DIRECTION: Please revise the records below so that every "Output" becomes "Points", with everything else unchanged. Leave the pictures out of your answer.
________________________________________
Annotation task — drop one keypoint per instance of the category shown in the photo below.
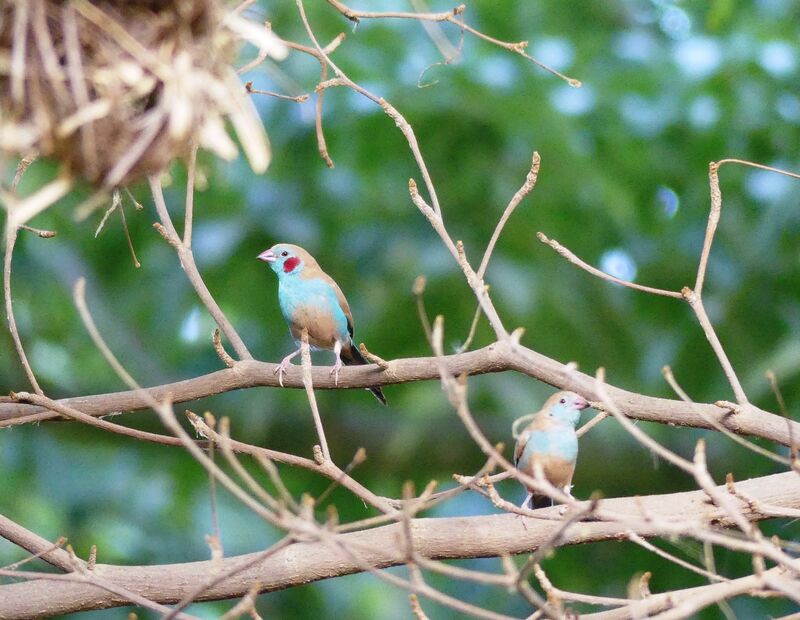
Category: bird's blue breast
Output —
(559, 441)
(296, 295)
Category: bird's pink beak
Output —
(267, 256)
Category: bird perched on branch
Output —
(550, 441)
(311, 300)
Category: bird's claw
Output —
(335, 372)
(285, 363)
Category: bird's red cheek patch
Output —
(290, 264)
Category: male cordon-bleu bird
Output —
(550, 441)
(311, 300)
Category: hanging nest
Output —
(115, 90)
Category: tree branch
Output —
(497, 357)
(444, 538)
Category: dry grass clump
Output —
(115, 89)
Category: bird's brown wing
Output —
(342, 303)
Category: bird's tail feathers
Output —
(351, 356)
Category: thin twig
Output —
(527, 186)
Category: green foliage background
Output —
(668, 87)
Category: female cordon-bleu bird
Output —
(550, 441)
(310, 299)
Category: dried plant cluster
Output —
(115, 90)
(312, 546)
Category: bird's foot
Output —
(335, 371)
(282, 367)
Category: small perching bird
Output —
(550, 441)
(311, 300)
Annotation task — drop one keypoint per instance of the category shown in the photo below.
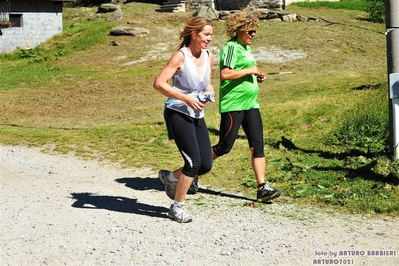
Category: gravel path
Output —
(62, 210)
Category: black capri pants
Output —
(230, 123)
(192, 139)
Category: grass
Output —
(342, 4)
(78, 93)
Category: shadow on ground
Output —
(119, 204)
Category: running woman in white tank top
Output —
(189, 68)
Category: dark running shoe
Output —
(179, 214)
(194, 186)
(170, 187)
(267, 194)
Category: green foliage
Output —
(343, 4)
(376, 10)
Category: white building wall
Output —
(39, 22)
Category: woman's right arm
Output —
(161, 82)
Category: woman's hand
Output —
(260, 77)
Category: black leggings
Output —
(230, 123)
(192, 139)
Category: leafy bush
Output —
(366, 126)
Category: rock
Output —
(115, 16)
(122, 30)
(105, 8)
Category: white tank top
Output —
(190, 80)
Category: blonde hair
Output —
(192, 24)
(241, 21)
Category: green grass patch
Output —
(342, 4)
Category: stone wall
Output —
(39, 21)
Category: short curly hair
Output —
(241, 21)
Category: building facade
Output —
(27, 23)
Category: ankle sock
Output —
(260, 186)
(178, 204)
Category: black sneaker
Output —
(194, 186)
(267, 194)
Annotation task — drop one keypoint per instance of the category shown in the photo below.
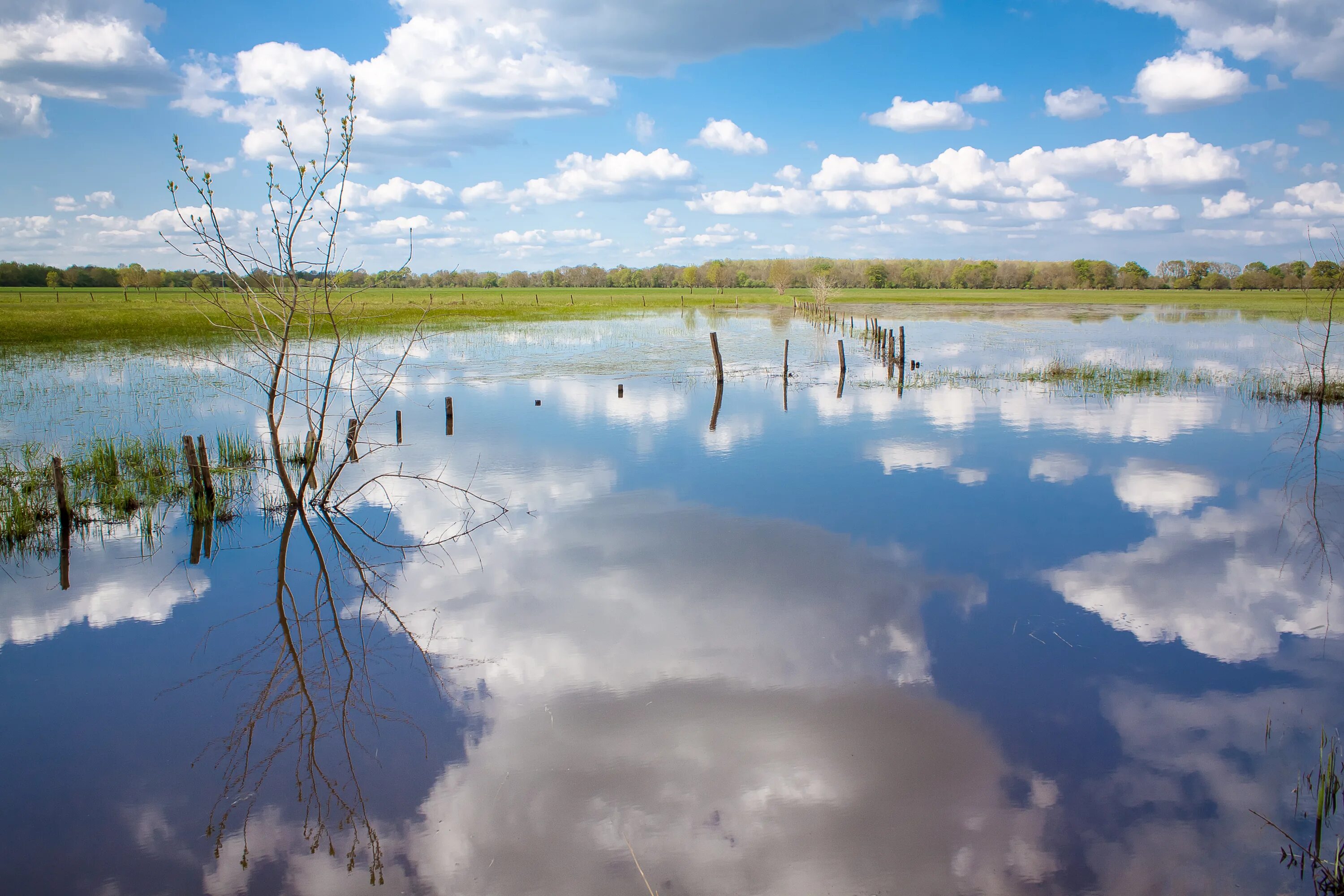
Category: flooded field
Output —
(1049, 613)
________________________________________
WRITTEN REPLY:
Annotation task — drop one keypoint per instance of the category shown in the photo below.
Category: bird's blue breast
Points —
(559, 441)
(296, 295)
Category: bird's pink beak
Points —
(267, 256)
Category: bird perched on branch
Points —
(550, 441)
(311, 300)
Category: bird's claw
Points —
(335, 372)
(285, 363)
Category: bird's red cheek patch
Points —
(290, 264)
Category: male cordon-bleu bird
Points —
(550, 441)
(311, 300)
Category: hanging nest
Points —
(115, 90)
Category: tree branch
Points —
(497, 357)
(444, 538)
Category: dry grass clump
Points —
(115, 89)
Category: bird's brown wing
Points —
(342, 303)
Category: bird's tail feathers
Points —
(351, 356)
Category: thin twig
Points —
(527, 186)
Category: green foliage background
Points —
(668, 87)
Category: female cordon-bleu bird
Points —
(550, 441)
(310, 299)
Category: dried plant cluster
Points —
(115, 90)
(312, 546)
Category: bird's foot
Points —
(335, 371)
(282, 367)
Category: small perching bird
Points —
(550, 441)
(311, 300)
Annotation task — drop one keypoint per instance of the category shown in the photo below.
Category: gravel path
Points —
(62, 210)
Category: black capri pants
Points —
(230, 123)
(192, 139)
Category: grass
Points —
(342, 4)
(78, 93)
Category: shadow on ground
Points —
(119, 204)
Category: running woman in white tank top
Points —
(189, 68)
Category: dark running shoe
Points —
(179, 214)
(194, 186)
(170, 187)
(267, 194)
Category: green foliage
Points —
(343, 4)
(376, 10)
Category: white building wall
Points —
(39, 22)
Category: woman's right arm
Points —
(161, 82)
Category: woman's hand
Points —
(260, 77)
Category: black leggings
Points —
(230, 123)
(192, 139)
Category: leafy bush
Points —
(366, 126)
Category: rock
Points —
(115, 16)
(122, 30)
(105, 8)
Category: white tank top
Points —
(190, 80)
Category: blonde hair
Points —
(192, 24)
(241, 21)
Category: green grass patch
Points —
(342, 4)
Category: stone wall
Points —
(39, 21)
Category: short curly hair
Points —
(241, 21)
Category: building facade
Points —
(27, 23)
Category: ankle sock
Points —
(260, 186)
(178, 204)
Category: black sneaker
Points —
(194, 186)
(267, 194)
Annotation task — drop one keypoint per instance of the category shown in the photo below.
Category: flooded field
Points —
(1049, 613)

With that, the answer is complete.